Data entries
"""

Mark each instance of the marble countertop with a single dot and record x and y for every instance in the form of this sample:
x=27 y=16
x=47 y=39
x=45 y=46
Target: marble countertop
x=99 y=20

"""

Please reproduce every one of the records above word for word, keeping each line unchanged.

RESPONSE:
Mark each instance of the marble countertop with a single dot and record x and y for every instance in the form of this sample:
x=27 y=16
x=47 y=39
x=45 y=46
Target: marble countertop
x=99 y=20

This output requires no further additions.